> [Extract to read]:
☆ ☆ ☆ ☆ ☆
First to Third Iterations. Based on the findings from the \(0^\mathrm {th}\) iteration, as well as ideas from the literature, we created three artefacts and evaluated them with the seven bioinformaticians (P1–P7). During the first and second iterations, we conducted semistructured interviews that lasted a maximum of, respectively, 30 and 60 min with five bioinformaticians each. The interviews were hosted at the laboratory’s facility, recorded upon interviewees’ agreement, with assured anonymity of the participants’ answers. All interview questions and other materials for the study can be found in [6].

During the interviews for the first iteration, the created WDST, two concrete syntaxes, and two examples were presented, eliciting opinions via the pre-set questions. In the second iteration, participants were asked to draw for 15 min a workflow of their choosing using the updated notation by using a stencil in https://www.draw.io/. They were also asked to fill in a WDST template for 15 min in Google sheets. When the participants were using the artefacts, they were asked to follow the think-aloud protocol [7], while the observations were recorded in a log template by a researcher. In the end, they answered questions about language and method usability, inspired by the System Usability Scale (SUS), a widely used ten-item survey to assess usability and learnability [4].

In the final iteration, all participants from previous iterations were invited to the one-hour workshop, recorded upon their approval. In the workshop, the artefacts were described through examples and participants were paired to discuss the usability and understandability of the notations and concepts. After that, each pair explained their thoughts, and then the participants individually and anonymously validated the notations and concepts using a survey via MentimeterFootnote 3. All workshop material can be found in [6].

After transcribing the data we conducted thematic analysis to identify significant patterns, grouping them into themes [20]. After coding, the suggestions and problems were addressed during the Solutions Identification and Design and Development steps in each iteration. In the last iteration, the artefacts were not further refined; with the changes suggested for future work.

3 Results

In this section we will present the final artefacts and the output from each iteration. Note that, for space considerations, we present only the final artefacts, but their intermediate versions for each iteration can be found in [6]. Below, in each iteration, we describe (Fig. 1): a starting point (i.e., Solution identification); the work on the extension of the AD meta-model, concrete syntax and the WDST (Design & Development), and an Evaluation performed. Note that the evaluation reveals suggestions and solutions taken as the starting point of the upcoming phases.

3.1 Final Artefacts

We show a small example using the final version of the language, used in the evaluation workshop (Fig. 2). The final version of the developed artefacts includes a UML Activity Diagram (AD) meta-model extension for bioinformatics domain (Fig. 3); an excerpt of the final version of the WDST (Fig. 4); and the final concrete syntax (Table 1). The following sections describe the iterative results that lead to these artefacts.

Fig. 2.
figure 2

A bioinformatics workflow example using the final version of the language.

Fig. 3.
figure 3

The final version of the extended UML AD meta-model (white classes are from UML AD [16], while grey classes were added in this work).
☆ ☆ ☆ ☆ ☆
> [Entries shown]:
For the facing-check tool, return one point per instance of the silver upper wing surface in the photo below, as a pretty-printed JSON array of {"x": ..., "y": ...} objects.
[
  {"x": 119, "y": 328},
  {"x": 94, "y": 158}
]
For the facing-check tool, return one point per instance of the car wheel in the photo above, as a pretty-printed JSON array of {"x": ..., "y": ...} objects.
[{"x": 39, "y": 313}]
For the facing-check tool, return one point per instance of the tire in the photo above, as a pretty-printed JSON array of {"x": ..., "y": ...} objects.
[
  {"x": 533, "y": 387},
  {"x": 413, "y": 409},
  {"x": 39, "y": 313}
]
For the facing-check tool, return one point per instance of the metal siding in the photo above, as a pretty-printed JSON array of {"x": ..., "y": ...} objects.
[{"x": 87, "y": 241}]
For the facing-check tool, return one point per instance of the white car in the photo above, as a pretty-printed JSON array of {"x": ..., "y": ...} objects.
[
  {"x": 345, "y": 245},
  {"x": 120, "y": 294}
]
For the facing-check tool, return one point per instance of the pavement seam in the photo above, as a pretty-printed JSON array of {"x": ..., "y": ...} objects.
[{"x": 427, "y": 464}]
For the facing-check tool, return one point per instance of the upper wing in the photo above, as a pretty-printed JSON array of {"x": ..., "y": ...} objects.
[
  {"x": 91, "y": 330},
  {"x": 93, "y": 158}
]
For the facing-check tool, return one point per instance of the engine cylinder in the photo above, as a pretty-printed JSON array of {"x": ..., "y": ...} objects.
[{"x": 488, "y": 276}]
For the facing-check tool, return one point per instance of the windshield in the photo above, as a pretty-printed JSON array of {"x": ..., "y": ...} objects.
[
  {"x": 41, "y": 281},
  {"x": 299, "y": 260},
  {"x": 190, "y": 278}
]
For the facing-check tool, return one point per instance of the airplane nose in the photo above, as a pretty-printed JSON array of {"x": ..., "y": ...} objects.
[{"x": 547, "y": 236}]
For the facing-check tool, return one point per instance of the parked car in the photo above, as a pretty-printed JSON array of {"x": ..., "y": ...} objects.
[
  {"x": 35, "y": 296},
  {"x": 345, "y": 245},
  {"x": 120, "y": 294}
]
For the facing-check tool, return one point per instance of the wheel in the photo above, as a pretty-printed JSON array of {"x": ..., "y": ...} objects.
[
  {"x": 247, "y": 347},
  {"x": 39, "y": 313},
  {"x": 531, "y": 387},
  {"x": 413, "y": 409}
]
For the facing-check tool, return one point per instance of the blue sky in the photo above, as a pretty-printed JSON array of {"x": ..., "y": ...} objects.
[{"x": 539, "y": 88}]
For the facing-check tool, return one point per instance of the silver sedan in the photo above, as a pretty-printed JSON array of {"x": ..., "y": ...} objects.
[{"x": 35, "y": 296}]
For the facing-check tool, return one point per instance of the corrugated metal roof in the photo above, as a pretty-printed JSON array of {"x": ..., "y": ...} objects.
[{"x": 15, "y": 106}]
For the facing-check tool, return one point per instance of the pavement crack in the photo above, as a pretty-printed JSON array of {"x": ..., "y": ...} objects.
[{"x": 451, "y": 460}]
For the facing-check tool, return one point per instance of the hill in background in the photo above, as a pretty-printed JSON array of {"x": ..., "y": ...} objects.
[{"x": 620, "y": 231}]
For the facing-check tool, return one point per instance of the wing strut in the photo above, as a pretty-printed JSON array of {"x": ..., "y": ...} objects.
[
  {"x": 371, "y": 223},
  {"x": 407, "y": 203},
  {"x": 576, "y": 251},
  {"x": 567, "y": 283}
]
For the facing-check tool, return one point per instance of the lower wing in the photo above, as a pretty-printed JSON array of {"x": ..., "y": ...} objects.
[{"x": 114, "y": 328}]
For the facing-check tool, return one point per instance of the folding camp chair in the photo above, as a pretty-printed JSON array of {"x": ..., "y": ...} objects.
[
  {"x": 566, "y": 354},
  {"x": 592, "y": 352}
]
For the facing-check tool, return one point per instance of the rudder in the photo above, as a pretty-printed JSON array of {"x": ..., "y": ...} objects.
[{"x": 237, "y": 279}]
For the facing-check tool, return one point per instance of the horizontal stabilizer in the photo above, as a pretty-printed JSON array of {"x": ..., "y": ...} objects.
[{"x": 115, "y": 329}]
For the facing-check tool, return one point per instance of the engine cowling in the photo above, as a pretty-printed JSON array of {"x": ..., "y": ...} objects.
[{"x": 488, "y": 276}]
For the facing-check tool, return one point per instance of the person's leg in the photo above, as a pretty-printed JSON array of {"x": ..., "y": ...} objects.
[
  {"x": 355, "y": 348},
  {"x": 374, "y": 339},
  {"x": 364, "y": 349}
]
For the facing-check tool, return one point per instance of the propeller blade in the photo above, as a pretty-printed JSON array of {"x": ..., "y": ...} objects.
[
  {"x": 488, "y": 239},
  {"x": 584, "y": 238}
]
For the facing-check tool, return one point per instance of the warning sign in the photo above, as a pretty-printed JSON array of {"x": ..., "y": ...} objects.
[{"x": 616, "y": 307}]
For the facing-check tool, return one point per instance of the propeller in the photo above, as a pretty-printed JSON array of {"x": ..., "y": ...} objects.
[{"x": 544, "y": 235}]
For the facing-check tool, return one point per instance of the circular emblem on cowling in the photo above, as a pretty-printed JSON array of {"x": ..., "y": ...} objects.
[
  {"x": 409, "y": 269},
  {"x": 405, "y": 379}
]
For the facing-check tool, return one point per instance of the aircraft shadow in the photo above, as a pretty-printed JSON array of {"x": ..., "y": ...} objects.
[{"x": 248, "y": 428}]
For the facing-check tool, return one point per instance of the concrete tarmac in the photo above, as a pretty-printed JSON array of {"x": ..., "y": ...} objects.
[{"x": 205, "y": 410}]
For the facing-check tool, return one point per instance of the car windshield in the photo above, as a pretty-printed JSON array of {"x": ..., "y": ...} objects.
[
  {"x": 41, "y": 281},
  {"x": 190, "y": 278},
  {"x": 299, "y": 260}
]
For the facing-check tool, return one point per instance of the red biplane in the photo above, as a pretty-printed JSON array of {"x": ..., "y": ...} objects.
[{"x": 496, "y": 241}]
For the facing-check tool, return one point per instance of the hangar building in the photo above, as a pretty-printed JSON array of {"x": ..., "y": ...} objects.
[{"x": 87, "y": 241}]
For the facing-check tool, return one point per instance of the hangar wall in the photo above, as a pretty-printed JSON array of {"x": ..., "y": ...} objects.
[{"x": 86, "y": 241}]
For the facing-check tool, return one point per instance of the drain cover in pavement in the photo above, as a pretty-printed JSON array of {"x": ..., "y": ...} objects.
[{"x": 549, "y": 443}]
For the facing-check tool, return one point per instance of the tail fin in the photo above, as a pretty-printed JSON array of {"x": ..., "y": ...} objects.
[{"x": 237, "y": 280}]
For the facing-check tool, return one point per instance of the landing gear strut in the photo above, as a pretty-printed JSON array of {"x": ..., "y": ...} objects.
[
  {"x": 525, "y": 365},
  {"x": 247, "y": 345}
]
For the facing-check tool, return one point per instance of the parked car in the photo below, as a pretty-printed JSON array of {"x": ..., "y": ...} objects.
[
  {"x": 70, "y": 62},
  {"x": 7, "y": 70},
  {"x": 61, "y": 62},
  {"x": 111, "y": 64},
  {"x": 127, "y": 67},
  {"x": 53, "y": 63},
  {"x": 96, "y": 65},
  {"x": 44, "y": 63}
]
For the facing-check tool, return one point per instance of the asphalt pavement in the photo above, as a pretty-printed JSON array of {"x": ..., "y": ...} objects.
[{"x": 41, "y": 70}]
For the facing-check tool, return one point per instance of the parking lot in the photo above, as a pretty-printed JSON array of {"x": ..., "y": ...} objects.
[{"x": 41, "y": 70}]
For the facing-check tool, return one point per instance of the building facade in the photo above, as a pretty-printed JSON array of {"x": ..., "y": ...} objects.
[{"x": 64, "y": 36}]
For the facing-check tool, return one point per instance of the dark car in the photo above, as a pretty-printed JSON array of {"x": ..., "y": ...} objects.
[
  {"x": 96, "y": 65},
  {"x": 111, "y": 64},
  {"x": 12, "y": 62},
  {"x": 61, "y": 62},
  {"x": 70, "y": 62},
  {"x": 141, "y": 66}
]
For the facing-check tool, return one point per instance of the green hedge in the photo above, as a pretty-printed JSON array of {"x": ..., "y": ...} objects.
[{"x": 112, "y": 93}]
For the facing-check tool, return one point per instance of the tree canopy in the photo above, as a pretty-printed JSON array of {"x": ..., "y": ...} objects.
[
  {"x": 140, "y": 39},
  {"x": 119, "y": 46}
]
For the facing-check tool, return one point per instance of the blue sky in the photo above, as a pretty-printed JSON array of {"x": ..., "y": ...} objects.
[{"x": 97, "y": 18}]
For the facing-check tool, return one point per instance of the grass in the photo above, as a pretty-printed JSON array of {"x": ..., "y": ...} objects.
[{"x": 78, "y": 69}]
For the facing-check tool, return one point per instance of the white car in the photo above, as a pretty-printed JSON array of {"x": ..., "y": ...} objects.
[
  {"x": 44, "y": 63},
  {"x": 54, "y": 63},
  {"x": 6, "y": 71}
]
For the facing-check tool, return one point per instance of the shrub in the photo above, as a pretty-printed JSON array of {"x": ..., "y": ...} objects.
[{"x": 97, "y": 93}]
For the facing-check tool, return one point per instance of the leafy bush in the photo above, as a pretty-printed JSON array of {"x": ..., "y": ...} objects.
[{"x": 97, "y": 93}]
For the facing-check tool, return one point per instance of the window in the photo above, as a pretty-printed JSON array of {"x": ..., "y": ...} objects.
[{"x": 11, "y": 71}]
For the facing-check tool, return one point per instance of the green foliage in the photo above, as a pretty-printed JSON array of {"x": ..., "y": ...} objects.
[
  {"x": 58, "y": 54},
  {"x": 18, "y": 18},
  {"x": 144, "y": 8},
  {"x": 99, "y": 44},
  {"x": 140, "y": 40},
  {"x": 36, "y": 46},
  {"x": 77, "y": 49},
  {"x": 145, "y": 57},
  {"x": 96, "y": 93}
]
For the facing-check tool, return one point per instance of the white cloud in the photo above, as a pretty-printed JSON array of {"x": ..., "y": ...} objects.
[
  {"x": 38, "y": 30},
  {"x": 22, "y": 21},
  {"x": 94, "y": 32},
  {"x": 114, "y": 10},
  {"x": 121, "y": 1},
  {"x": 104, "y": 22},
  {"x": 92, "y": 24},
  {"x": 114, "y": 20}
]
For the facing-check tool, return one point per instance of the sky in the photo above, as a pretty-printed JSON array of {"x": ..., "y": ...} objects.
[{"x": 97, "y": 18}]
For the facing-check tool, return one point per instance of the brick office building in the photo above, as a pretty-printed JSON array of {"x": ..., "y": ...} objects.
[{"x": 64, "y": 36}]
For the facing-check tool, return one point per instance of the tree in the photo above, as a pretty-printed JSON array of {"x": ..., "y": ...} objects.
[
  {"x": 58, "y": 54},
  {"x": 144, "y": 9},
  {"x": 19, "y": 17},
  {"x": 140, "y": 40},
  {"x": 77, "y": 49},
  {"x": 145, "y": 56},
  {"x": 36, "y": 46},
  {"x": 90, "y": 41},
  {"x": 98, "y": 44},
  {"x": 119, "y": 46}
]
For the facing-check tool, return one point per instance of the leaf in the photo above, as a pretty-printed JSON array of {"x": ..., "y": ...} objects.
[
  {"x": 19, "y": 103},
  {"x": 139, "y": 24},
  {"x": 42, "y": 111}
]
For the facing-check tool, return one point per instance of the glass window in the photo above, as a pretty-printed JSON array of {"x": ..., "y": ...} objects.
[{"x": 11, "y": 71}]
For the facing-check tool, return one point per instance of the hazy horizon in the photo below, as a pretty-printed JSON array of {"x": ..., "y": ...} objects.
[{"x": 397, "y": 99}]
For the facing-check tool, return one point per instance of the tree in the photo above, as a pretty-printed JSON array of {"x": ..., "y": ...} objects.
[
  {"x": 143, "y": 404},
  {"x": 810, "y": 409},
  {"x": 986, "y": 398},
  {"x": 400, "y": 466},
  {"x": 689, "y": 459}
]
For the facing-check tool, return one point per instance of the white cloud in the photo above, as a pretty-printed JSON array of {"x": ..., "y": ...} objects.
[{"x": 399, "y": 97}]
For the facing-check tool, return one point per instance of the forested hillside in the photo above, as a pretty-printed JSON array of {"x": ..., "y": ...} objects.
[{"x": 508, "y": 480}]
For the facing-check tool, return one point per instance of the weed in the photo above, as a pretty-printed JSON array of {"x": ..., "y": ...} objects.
☆ ☆ ☆ ☆ ☆
> [Aim of the exercise]: Print the part of the bioinformatics workflow notation study that starts at "We show a small" and ends at "to these artefacts.", word for word.

> [Answer to this problem]:
We show a small example using the final version of the language, used in the evaluation workshop (Fig. 2). The final version of the developed artefacts includes a UML Activity Diagram (AD) meta-model extension for bioinformatics domain (Fig. 3); an excerpt of the final version of the WDST (Fig. 4); and the final concrete syntax (Table 1). The following sections describe the iterative results that lead to these artefacts.